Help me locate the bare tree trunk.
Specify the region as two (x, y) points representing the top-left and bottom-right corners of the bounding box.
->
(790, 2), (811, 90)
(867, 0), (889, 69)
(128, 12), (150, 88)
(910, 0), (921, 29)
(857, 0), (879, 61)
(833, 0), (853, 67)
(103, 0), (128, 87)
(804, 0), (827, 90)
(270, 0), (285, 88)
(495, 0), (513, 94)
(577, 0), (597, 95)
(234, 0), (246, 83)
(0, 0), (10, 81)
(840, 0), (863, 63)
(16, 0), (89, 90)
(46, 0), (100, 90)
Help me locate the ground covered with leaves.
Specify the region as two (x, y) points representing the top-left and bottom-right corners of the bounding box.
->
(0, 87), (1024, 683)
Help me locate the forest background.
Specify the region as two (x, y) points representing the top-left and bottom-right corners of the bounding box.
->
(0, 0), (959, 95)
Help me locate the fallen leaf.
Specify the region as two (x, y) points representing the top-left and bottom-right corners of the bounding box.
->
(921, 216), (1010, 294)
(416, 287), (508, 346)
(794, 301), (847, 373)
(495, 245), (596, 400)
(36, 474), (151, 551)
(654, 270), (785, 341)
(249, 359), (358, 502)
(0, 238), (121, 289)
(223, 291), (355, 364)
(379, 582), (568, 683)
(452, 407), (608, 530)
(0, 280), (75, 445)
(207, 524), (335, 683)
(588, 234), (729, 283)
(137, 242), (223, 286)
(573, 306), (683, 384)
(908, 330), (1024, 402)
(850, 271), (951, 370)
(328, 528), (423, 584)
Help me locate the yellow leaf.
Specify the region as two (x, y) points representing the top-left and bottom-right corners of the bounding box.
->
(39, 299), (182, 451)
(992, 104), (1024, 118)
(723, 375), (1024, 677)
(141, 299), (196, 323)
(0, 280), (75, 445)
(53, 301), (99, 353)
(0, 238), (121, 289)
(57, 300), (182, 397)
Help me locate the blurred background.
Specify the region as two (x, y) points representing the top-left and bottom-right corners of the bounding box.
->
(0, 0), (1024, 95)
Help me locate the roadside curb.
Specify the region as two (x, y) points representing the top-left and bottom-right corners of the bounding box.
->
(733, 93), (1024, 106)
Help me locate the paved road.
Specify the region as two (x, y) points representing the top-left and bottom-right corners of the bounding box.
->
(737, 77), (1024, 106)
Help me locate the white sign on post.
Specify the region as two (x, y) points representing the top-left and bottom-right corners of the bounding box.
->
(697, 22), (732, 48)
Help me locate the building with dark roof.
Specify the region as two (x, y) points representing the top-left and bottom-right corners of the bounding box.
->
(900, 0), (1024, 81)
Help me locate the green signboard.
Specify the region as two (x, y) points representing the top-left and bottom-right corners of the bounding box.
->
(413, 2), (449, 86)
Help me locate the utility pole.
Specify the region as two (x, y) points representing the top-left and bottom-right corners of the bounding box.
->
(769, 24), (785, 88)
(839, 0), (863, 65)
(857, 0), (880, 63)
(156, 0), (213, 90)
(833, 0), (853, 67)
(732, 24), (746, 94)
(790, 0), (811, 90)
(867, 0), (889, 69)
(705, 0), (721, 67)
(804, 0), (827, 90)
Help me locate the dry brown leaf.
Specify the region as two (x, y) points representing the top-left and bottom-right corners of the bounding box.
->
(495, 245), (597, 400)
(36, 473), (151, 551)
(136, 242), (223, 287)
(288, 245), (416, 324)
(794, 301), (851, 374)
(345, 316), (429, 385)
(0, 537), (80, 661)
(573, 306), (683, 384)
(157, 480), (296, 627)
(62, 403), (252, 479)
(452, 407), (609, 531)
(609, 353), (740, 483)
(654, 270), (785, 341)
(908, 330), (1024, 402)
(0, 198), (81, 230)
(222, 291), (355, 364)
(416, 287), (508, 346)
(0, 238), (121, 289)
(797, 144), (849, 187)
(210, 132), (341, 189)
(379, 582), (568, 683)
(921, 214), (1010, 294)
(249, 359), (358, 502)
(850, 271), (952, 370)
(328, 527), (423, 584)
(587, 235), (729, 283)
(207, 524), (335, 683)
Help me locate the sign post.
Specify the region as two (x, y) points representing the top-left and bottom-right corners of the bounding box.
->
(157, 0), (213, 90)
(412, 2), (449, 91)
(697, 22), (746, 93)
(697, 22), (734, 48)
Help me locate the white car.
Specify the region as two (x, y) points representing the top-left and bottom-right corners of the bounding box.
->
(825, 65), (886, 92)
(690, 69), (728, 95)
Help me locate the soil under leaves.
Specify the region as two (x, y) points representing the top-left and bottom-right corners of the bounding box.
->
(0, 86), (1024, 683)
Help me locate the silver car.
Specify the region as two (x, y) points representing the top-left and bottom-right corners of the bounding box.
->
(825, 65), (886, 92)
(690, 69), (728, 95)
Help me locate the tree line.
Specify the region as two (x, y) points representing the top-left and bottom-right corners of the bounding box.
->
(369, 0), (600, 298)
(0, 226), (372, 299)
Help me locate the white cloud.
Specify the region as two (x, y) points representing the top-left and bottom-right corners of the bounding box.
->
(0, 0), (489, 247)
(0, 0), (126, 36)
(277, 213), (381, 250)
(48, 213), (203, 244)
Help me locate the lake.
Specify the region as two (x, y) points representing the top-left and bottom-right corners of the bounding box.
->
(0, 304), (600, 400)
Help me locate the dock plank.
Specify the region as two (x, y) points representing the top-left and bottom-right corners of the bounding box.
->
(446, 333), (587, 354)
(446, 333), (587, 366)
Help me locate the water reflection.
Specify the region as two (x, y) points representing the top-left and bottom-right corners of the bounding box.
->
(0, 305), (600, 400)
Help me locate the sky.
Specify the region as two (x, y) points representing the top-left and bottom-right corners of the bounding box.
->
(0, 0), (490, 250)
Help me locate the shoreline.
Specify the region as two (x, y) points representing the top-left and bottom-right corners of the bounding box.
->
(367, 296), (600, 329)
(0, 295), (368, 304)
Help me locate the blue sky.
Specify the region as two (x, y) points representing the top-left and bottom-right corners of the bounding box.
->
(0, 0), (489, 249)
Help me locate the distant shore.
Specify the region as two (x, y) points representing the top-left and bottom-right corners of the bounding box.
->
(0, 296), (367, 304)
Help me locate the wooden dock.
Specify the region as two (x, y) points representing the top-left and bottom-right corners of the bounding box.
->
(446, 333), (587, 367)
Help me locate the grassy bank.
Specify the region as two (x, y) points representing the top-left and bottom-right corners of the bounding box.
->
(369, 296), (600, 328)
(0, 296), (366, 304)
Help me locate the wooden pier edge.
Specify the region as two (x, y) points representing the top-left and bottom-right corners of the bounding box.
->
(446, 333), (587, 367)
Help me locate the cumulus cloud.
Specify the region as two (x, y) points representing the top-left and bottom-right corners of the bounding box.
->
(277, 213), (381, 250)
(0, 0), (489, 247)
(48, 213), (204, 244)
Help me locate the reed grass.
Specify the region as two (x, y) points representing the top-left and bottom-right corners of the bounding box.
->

**DIRECTIONS FOR THIS TASK:** Please render every line of the records above as a JSON list of strings, one string per line, leaving out blank lines.

**OUTPUT FOR THIS EXERCISE:**
[
  "Help me locate the bare tree trunk.",
  "Specify the region as two (x, y) points representing the top-left and bottom-right corners of the bounding box.",
  "->",
  "(790, 2), (811, 90)",
  "(867, 0), (889, 69)",
  "(128, 12), (150, 88)",
  "(910, 0), (921, 29)",
  "(857, 0), (879, 61)",
  "(833, 0), (853, 67)",
  "(103, 0), (128, 87)",
  "(804, 0), (827, 90)",
  "(270, 0), (285, 88)",
  "(495, 0), (513, 94)",
  "(577, 0), (597, 95)",
  "(234, 0), (246, 83)",
  "(0, 0), (10, 81)",
  "(840, 0), (863, 63)",
  "(16, 0), (89, 90)",
  "(46, 0), (100, 90)",
  "Help me locate the ground covered with leaves.",
  "Specify the region as two (x, y) points representing the top-left and bottom-right corners of the bounding box.",
  "->",
  "(0, 87), (1024, 683)",
  "Help me locate the forest background.",
  "Specify the region as two (x, y) points representing the top-left and bottom-right corners of the bounding box.",
  "->",
  "(0, 0), (959, 95)",
  "Help me locate the fallen leaf.",
  "Specify the region as two (x, y) points representing the top-left and bottom-right corners of the bounding box.",
  "->",
  "(921, 216), (1010, 294)",
  "(416, 287), (508, 346)",
  "(794, 301), (847, 373)",
  "(495, 245), (596, 400)",
  "(36, 474), (151, 551)",
  "(654, 270), (785, 341)",
  "(249, 359), (358, 502)",
  "(0, 238), (121, 289)",
  "(223, 291), (355, 364)",
  "(379, 582), (568, 683)",
  "(452, 407), (608, 530)",
  "(0, 280), (75, 445)",
  "(207, 524), (335, 683)",
  "(588, 234), (729, 283)",
  "(137, 242), (223, 286)",
  "(573, 306), (683, 384)",
  "(908, 330), (1024, 402)",
  "(850, 271), (951, 370)",
  "(328, 528), (423, 584)",
  "Help me locate the yellow leaf.",
  "Specify the region as two (x, y) points representing the top-left and bottom-right corners of the bounding box.",
  "->",
  "(39, 299), (182, 451)",
  "(992, 104), (1024, 118)",
  "(723, 375), (1024, 677)",
  "(141, 299), (196, 323)",
  "(0, 280), (75, 445)",
  "(53, 301), (99, 353)",
  "(0, 238), (121, 289)",
  "(57, 300), (182, 397)",
  "Help me locate the blurred background.",
  "Specify the region as two (x, y) points representing the top-left and bottom-right corners of the bounding box.",
  "->",
  "(0, 0), (1024, 95)",
  "Help me locate the roadside curb.",
  "Specify the region as two (x, y) points representing the top-left and bottom-right corners of the bounding box.",
  "->",
  "(733, 93), (1024, 106)",
  "Help me locate the paved road.",
  "Specify the region as two (x, y) points representing the top-left and bottom-right corners of the bounding box.",
  "->",
  "(737, 77), (1024, 106)",
  "Help me locate the white sign on post.",
  "Specify the region as two (x, y) points representing the top-left and bottom-right corners of the bounding box.",
  "->",
  "(697, 22), (732, 48)",
  "Help me locate the building with dark roof.",
  "Specify the region as two (x, y) points representing the top-left and bottom-right corners of the bounding box.",
  "->",
  "(900, 0), (1024, 81)",
  "Help me locate the green signboard.",
  "Specify the region as two (x, y) points representing the top-left and bottom-right corners of the bounding box.",
  "->",
  "(413, 2), (449, 86)",
  "Help me locate the utility pole.",
  "Specify the region as two (x, y) points representing the top-left and bottom-right corners of the bounding box.",
  "->",
  "(769, 24), (785, 88)",
  "(839, 0), (863, 65)",
  "(857, 0), (880, 63)",
  "(156, 0), (213, 90)",
  "(833, 0), (853, 67)",
  "(732, 24), (746, 94)",
  "(790, 0), (811, 90)",
  "(867, 0), (889, 69)",
  "(705, 0), (721, 67)",
  "(804, 0), (827, 90)",
  "Help me locate the dry brown leaf.",
  "Specify the region as two (x, y) points representing the top-left and bottom-right corners of the bounding box.",
  "->",
  "(495, 245), (597, 400)",
  "(36, 473), (151, 551)",
  "(136, 242), (223, 287)",
  "(288, 245), (416, 324)",
  "(794, 301), (851, 374)",
  "(345, 316), (429, 385)",
  "(0, 537), (80, 661)",
  "(573, 306), (683, 384)",
  "(157, 480), (296, 627)",
  "(62, 403), (252, 479)",
  "(452, 407), (609, 531)",
  "(609, 353), (740, 483)",
  "(654, 270), (785, 341)",
  "(908, 330), (1024, 402)",
  "(0, 198), (81, 230)",
  "(222, 291), (355, 364)",
  "(416, 287), (508, 346)",
  "(0, 238), (121, 289)",
  "(797, 144), (849, 187)",
  "(210, 132), (341, 189)",
  "(379, 582), (568, 683)",
  "(921, 214), (1010, 294)",
  "(249, 359), (358, 502)",
  "(850, 271), (952, 370)",
  "(328, 527), (423, 584)",
  "(587, 235), (729, 283)",
  "(207, 524), (335, 683)",
  "Help me locate the sign post.",
  "Specify the region as two (x, y) points representing the top-left and bottom-right corners of the bounding box.",
  "->",
  "(157, 0), (213, 90)",
  "(412, 2), (449, 91)",
  "(697, 22), (746, 93)",
  "(697, 22), (734, 48)",
  "Help me locate the white car.",
  "Specify the region as two (x, y) points representing the top-left and bottom-right corners of the bounding box.",
  "->",
  "(825, 65), (886, 92)",
  "(690, 69), (728, 95)",
  "Help me locate the soil under leaves.",
  "Specify the region as two (x, y) points representing the top-left and bottom-right corners of the bounding box.",
  "->",
  "(0, 86), (1024, 683)",
  "Help me locate the silver car.",
  "Specify the region as two (x, y) points representing the top-left and bottom-right corners of the bounding box.",
  "->",
  "(825, 65), (886, 92)",
  "(690, 69), (728, 95)",
  "Help me locate the tree line.",
  "Specify the region as two (x, y) points representing the top-left and bottom-right corners of the bounding box.",
  "->",
  "(369, 0), (600, 298)",
  "(0, 226), (372, 299)",
  "Help me locate the white cloud.",
  "Specify the region as two (x, y) points representing the top-left and bottom-right corners of the bounding box.",
  "->",
  "(0, 0), (489, 247)",
  "(0, 0), (126, 36)",
  "(277, 213), (381, 250)",
  "(48, 213), (203, 244)",
  "Help me locate the lake.",
  "Specify the region as two (x, y) points representing the top-left and bottom-right corners of the bounding box.",
  "->",
  "(0, 304), (600, 400)",
  "Help me locate the dock plank.",
  "Specify the region as two (x, y) points representing the top-left and bottom-right corners of the bounding box.",
  "->",
  "(446, 333), (587, 354)",
  "(446, 333), (587, 366)",
  "Help me locate the water reflection.",
  "Specify the region as two (x, y) points representing the top-left and bottom-right corners of the bounding box.",
  "->",
  "(0, 305), (600, 400)",
  "Help me locate the sky.",
  "Specify the region as two (x, y) points representing the top-left and bottom-right corners of the bounding box.",
  "->",
  "(0, 0), (490, 250)",
  "Help me locate the shoreline.",
  "Specify the region as two (x, y) points representing the top-left and bottom-right corners of the bounding box.",
  "->",
  "(367, 296), (600, 329)",
  "(0, 295), (368, 304)",
  "Help me locate the blue sky.",
  "Specify the region as two (x, y) points representing the top-left and bottom-right corners of the bounding box.",
  "->",
  "(0, 0), (489, 249)",
  "Help me locate the distant shore.",
  "Specify the region as two (x, y) points representing the top-left and bottom-right corners of the bounding box.",
  "->",
  "(0, 296), (367, 304)",
  "Help me locate the wooden dock.",
  "Specify the region as two (x, y) points representing the top-left and bottom-right corners of the bounding box.",
  "->",
  "(446, 333), (587, 367)",
  "Help me locate the grassy bank.",
  "Specify the region as two (x, y) points representing the top-left and bottom-right corners of the bounding box.",
  "->",
  "(369, 296), (600, 328)",
  "(0, 296), (366, 304)",
  "Help me locate the wooden pier edge.",
  "Specify the region as two (x, y) points representing the top-left and bottom-right corners of the bounding box.",
  "->",
  "(446, 333), (587, 367)",
  "Help me locate the cumulus cloud.",
  "Specify the region as two (x, y) points representing the top-left and bottom-right corners of the bounding box.",
  "->",
  "(277, 213), (381, 250)",
  "(0, 0), (489, 247)",
  "(48, 213), (204, 244)",
  "Help me locate the reed grass.",
  "Specify the region as two (x, y) points representing the top-left and bottom-right corners of the bounding box.",
  "->"
]